- [Exercises]
1) Reproduce the part of the SMDK test instructions starting with "Before allocation: Total" and going on through "(malloc, calloc, etc.).".
2) Summarize the SMDK test instructions in two sentences.

- [Source text]
* * * *
Testing with the script needs two options to choose. Please refer to the options table below.
Command lines
$ cd /path/to/SMDK/src/test/heap_allocator/comp_api_python
$ ./run_heapmon.sh <-e | -n> <-l | -a>
(Example) $ ./run_heapmon.sh -e -a
Options
Option1 | Option2 | Desc. | Default |
---|---|---|---|
-e | Gives CXL memory a priority. | -n | |
-n | Gives DRAM a priority. | ||
-l | Runs Python application (heapmon.py) with standard libc library, not SMDK allocator. Option1 (-e or -n) will be ignored. | none | |
-a | Runs Python application (heapmon.py) with SMDK allocator library. |
Result
use_exmem:true,exmem_size:16384,normal_size:16384,maxmemory_policy:remain,priority:exmem
*** use_adaptive_interleaving is disabled
g_arena_pool[0].nr_arena=20
g_arena_pool[0].type_mem=normal
......
Before allocation: Total 1.58 GB, not changed
After allocation: Total 18.21 GB, 16.62 GB increased
After 1st deallocation: Total 18.21 GB, not changed
After 2nd deallocation: Total 1.59 GB, 16.62 GB decreased
After 3rd deallocation: Total 1.59 GB, not changed
After gc: Total 1.58 GB, 256.00 KB decreased
......
The SMDK compatible API library supports transparent system call interface mmap, as well as heap management APIs (malloc, calloc, etc.).
Like run_heap_test.sh above, the script run_mmap_test.sh in this directory helps you preload SMDK allocator library and set the required configuration for running test_syscall, calling mmap 100 times with 4MB length each.
Command lines
$ cd /path/to/SMDK/src/test/syscall
$ ./run_mmap_test.sh <-e | -n>
(Example) $ ./run_mmap_test.sh -e
Options
Options | Desc. |
---|---|
-e | Gives CXL memory a priority. |
-n | Gives DRAM a priority. |
Result
cxlmalloc - test_syscall
use_exmem:true,exmem_size:4096,normal_size:4096,maxmemory_policy:interleave,priority:exmem
*** use_adaptive_interleaving is disabled
g_arena_pool[0].nr_arena=20
g_arena_pool[0].type_mem=normal
......
addr[0x7f3211e00000], one='1' zero='0'
addr[0x7f3211a00000], one='1' zero='0'
addr[0x7f3211600000], one='1' zero='0'
addr[0x7f3211200000], one='1' zero='0'
addr[0x7f3210e00000], one='1' zero='0'
......
Note that you have to set MLC_PATH (and AMD_UPROFPCM_PATH if needed) in /path/to/SMDK/lib/tierd/tierd.conf before run the tests below.
Command lines
$ cd /path/to/SMDK/src/test/tierd
$ ./run_tierd_allocator_test.sh
Result
run testcase - t1
PASS
......
* * * *
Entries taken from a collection
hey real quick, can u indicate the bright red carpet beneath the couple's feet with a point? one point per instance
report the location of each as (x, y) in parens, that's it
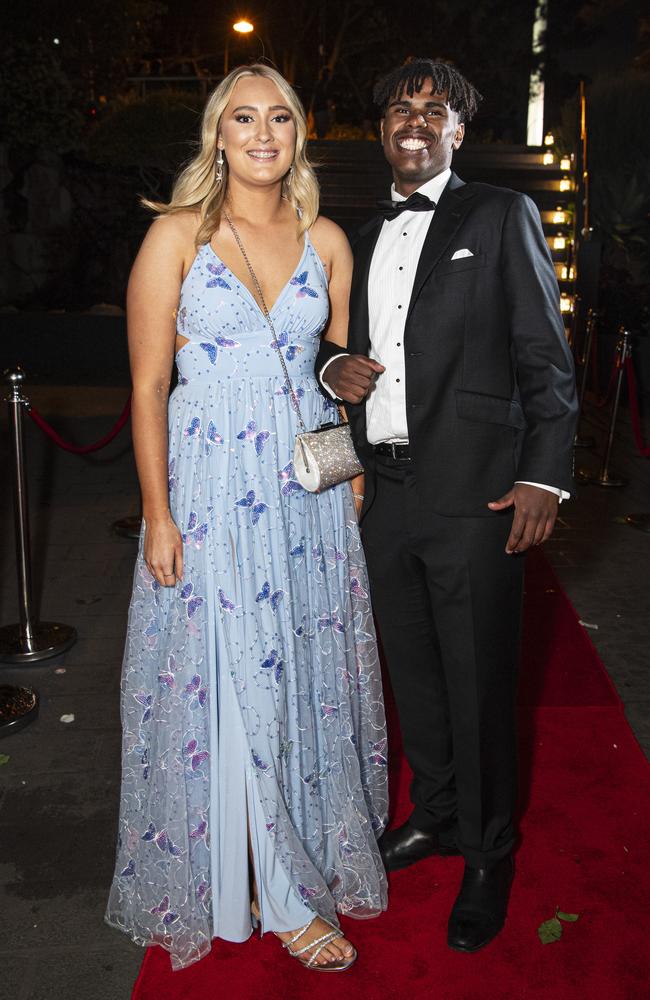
(585, 841)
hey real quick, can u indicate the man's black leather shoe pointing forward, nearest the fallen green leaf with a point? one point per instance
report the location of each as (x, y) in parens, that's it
(480, 909)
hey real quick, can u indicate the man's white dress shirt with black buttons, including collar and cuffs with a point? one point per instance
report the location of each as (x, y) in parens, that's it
(390, 284)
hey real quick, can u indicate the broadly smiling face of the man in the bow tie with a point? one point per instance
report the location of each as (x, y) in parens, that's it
(419, 135)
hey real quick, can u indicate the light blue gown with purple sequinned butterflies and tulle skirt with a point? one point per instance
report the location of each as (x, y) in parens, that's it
(251, 692)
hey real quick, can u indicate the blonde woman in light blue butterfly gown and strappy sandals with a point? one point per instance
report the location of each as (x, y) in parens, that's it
(254, 734)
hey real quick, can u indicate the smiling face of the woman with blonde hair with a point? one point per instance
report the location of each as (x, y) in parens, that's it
(257, 132)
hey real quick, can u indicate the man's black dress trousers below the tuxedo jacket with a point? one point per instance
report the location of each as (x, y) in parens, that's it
(447, 600)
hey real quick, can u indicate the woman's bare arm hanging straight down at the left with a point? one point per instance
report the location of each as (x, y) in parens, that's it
(152, 299)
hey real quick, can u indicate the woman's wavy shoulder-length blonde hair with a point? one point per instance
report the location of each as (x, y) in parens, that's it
(197, 187)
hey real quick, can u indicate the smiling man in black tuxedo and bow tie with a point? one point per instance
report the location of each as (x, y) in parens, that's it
(460, 394)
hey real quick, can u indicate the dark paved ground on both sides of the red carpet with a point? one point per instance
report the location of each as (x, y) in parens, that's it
(59, 790)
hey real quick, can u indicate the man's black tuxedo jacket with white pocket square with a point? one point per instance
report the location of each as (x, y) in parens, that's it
(490, 391)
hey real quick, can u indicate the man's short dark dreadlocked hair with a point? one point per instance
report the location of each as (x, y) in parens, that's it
(462, 96)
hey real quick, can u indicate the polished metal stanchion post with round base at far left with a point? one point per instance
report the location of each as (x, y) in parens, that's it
(30, 640)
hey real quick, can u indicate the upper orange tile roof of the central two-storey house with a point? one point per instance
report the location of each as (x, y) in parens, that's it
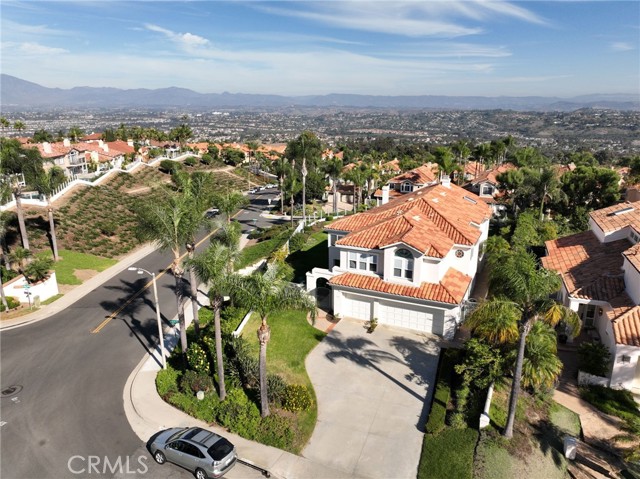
(430, 220)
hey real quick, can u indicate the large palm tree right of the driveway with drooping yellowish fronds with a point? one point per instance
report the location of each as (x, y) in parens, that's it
(522, 298)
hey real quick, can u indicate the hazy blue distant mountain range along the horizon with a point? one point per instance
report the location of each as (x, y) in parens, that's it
(17, 94)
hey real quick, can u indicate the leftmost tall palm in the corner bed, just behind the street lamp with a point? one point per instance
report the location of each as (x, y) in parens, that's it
(169, 220)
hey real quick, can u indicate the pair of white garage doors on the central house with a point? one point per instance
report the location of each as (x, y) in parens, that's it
(389, 313)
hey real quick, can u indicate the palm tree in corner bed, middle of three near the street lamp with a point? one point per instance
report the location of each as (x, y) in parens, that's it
(213, 268)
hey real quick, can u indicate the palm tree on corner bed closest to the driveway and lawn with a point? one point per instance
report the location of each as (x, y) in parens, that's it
(265, 294)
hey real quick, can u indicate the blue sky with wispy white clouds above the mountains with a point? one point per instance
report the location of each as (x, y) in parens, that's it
(432, 47)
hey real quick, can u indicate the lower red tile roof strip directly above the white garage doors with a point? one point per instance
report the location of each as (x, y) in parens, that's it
(450, 290)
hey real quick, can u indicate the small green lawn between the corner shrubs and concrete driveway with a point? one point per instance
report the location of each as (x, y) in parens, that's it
(292, 338)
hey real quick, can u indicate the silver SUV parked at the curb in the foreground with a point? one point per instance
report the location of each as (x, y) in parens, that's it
(202, 452)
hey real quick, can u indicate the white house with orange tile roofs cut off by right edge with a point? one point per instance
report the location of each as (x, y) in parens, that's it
(600, 272)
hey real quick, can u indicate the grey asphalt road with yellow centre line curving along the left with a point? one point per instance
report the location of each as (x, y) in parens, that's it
(63, 382)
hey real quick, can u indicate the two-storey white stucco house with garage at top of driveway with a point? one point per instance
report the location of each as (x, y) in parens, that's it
(410, 262)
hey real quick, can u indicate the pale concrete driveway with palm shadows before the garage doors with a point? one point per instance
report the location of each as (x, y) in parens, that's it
(373, 391)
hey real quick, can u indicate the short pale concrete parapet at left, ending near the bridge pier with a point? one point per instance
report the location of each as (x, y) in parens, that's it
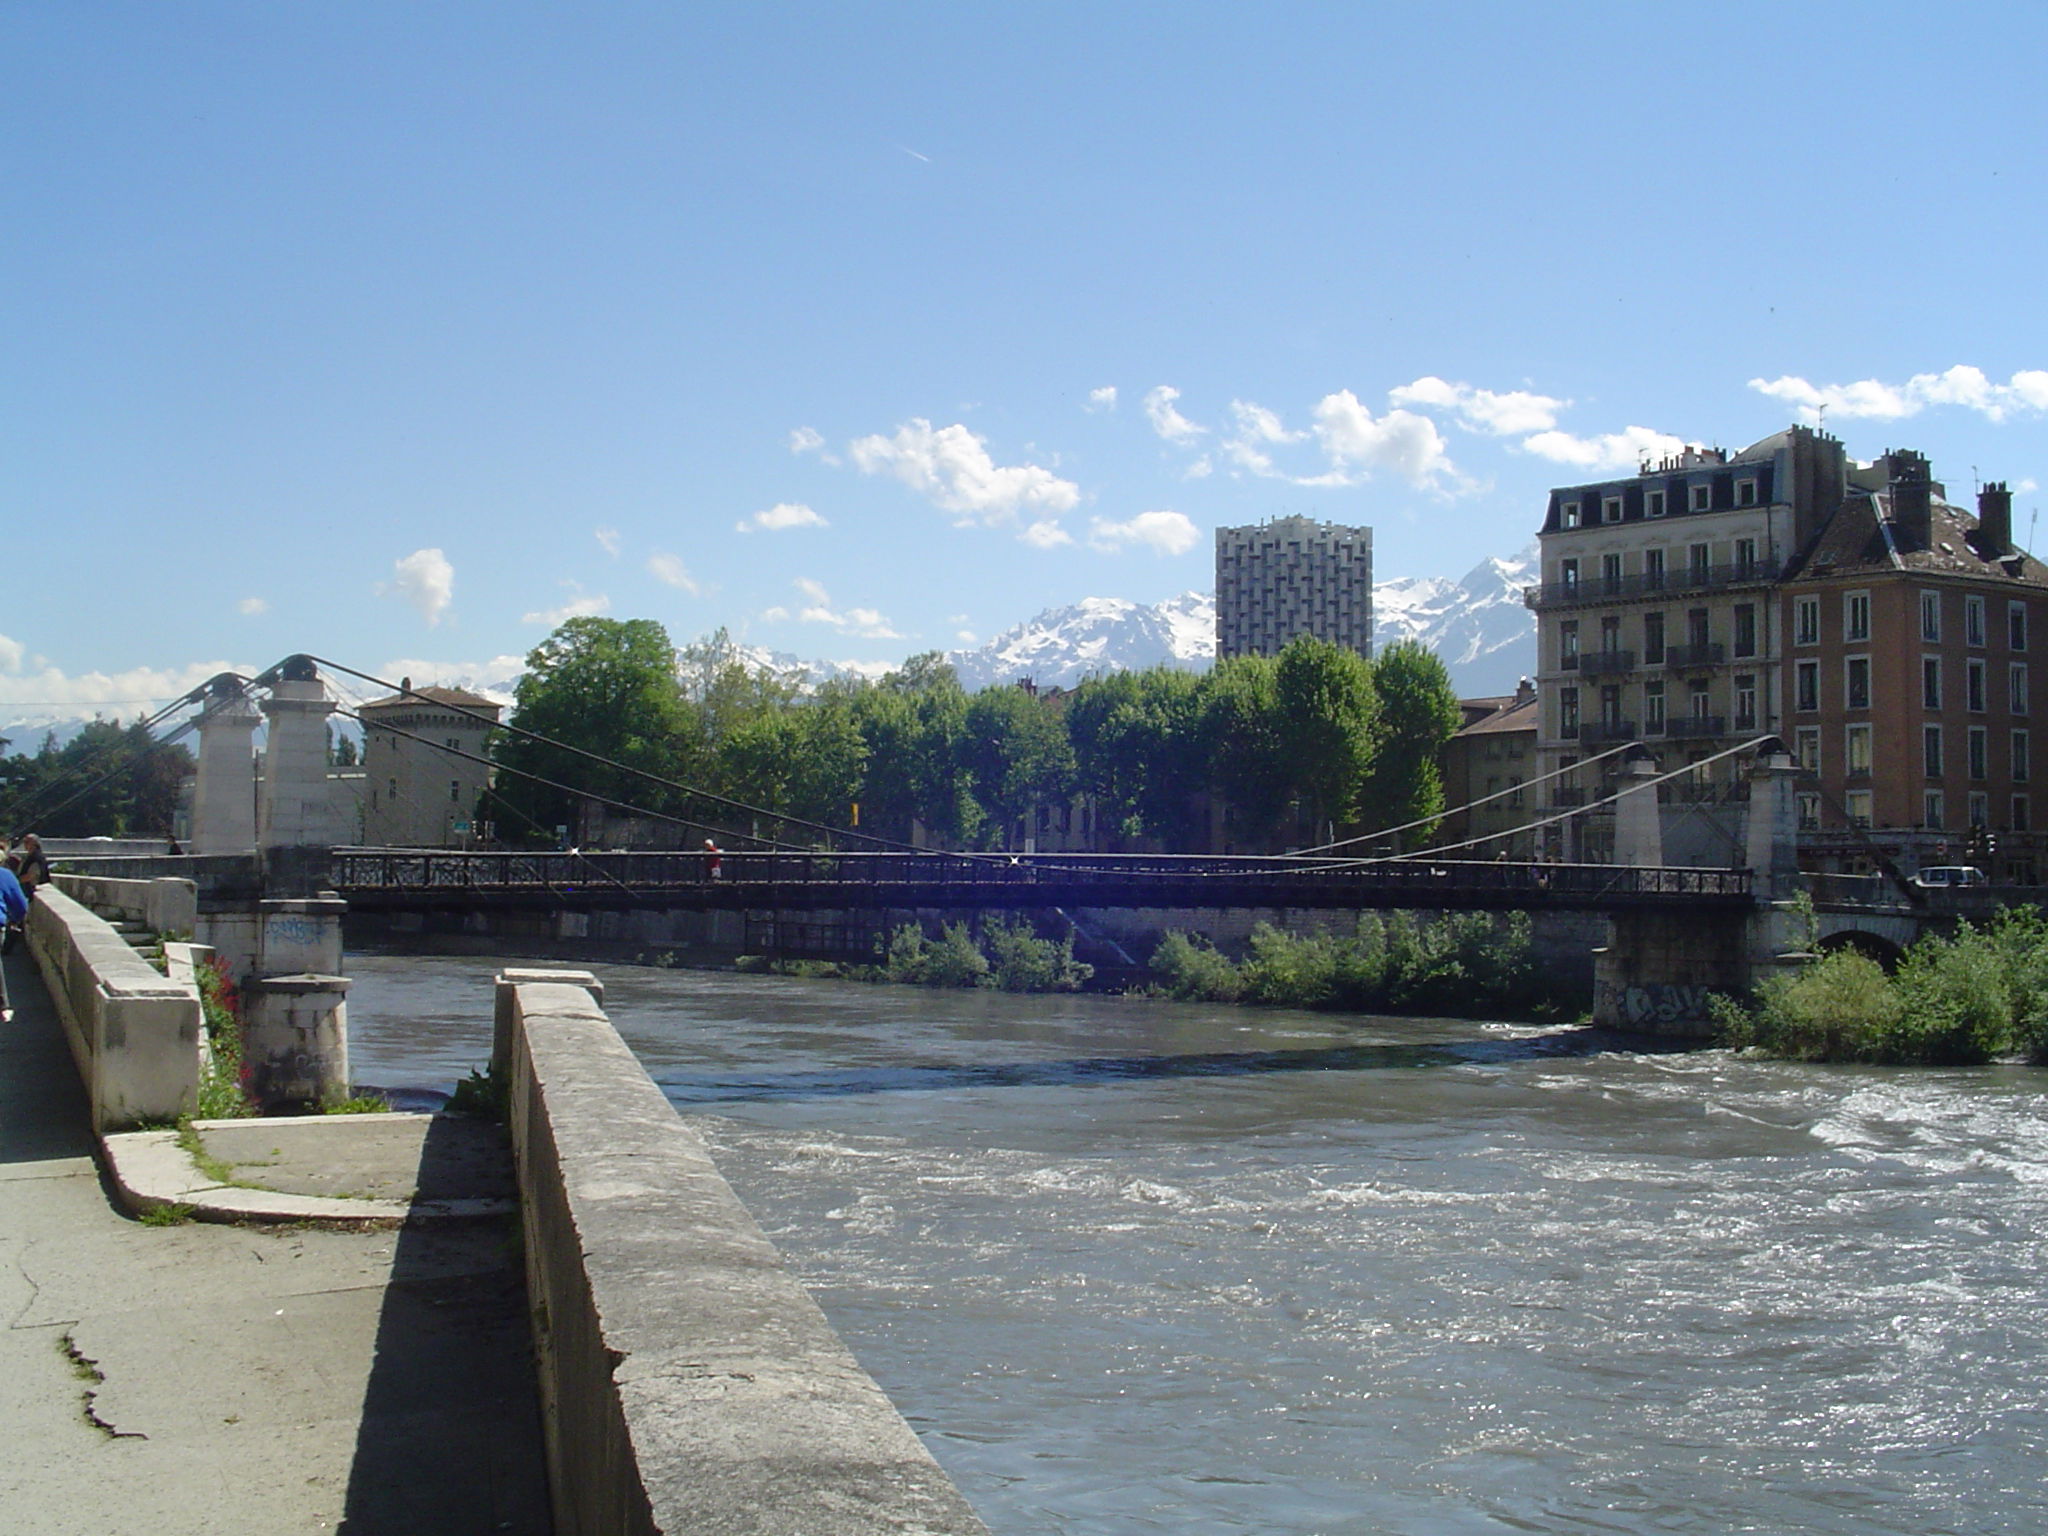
(136, 1035)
* * * *
- [Solutions in order]
1)
Before allocation: Total 1.58 GB, not changed
After allocation: Total 18.21 GB, 16.62 GB increased
After 1st deallocation: Total 18.21 GB, not changed
After 2nd deallocation: Total 1.59 GB, 16.62 GB decreased
After 3rd deallocation: Total 1.59 GB, not changed
After gc: Total 1.58 GB, 256.00 KB decreased
......
The SMDK compatible API library supports transparent system call interface mmap, as well as heap management APIs (malloc, calloc, etc.).

2) The SMDK test instructions cover a Python heap test script whose options give CXL memory (-e) or DRAM (-n) priority and run the application with either the standard libc library (-l) or the SMDK allocator library (-a). They also cover an mmap test script, which calls mmap 100 times with 4MB length each, and a tierd allocator test, which requires MLC_PATH to be set in tierd.conf beforehand.